## [EXERCISE DESCRIPTION]
Transcribe each of the following lines verbatim, omitting the picture from your copy.
━━ SUPPLIED DATA
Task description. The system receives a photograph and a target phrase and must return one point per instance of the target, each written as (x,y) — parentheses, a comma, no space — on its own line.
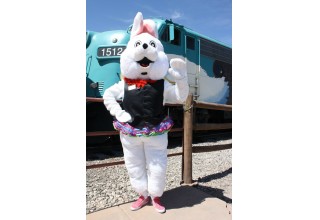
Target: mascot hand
(123,116)
(178,69)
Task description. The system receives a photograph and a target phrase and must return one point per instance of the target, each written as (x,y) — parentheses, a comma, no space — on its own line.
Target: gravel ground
(110,186)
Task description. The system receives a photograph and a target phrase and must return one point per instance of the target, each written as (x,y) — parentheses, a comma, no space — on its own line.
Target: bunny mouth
(144,62)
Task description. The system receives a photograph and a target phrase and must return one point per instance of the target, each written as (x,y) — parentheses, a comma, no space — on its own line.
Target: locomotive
(209,67)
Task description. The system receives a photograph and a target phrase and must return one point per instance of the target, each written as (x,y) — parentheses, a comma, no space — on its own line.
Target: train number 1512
(110,51)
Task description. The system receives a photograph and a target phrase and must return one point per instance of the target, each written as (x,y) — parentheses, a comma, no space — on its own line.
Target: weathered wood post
(187,140)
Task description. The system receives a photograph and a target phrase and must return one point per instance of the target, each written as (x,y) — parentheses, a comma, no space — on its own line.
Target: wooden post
(187,140)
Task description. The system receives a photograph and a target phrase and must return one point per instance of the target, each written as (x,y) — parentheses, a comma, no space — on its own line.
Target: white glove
━━━━
## [EXERCISE OUTPUT]
Task description. The system receives a photograph and a target phrase and must return one point per instance of the target, each written as (x,y) — parentheses, a comma, no space — on its own line.
Target: mascot hand
(123,116)
(178,69)
Task description. The system receives a photograph and a target phrase and must return one point per instance of the target, each written as (x,y) — parentheses, a comma, no space — on its own line.
Target: gravel ground
(110,186)
Task description. The system receives a photograph and a target phrase and must return one point per instance of the target, each written as (x,y) — parentheses, a comma, no space — on its own line.
Target: bunny mouth
(144,62)
Task description. The system receives a photograph and a target phrase and must return one point per instance of the target, each written as (x,y) — parentheses, a comma, no space — on its own line.
Target: locomotive
(209,67)
Task description. The system receives a photograph and a target phrase and must return one point per instance of the target, each written as (x,y) — parentheses, a comma, no space — on its own line.
Target: train number 1512
(110,51)
Task description. The system receives a photograph and a target phrase and must return one point per instance of the target, each written as (x,y) — parentheses, a comma, no space — on its own line.
Target: weathered wood post
(187,140)
Task description. The system receives a photograph and a target phrase and must return one point per instance of the target, each written as (x,y) — parentheses, a comma, no space — on its own line.
Target: wooden post
(187,140)
Task description. The system receives a photograph and a target phrase and must return one point per instance of the target, each written as (x,y) — parentheses, a comma, no space — on its own line.
Target: white glove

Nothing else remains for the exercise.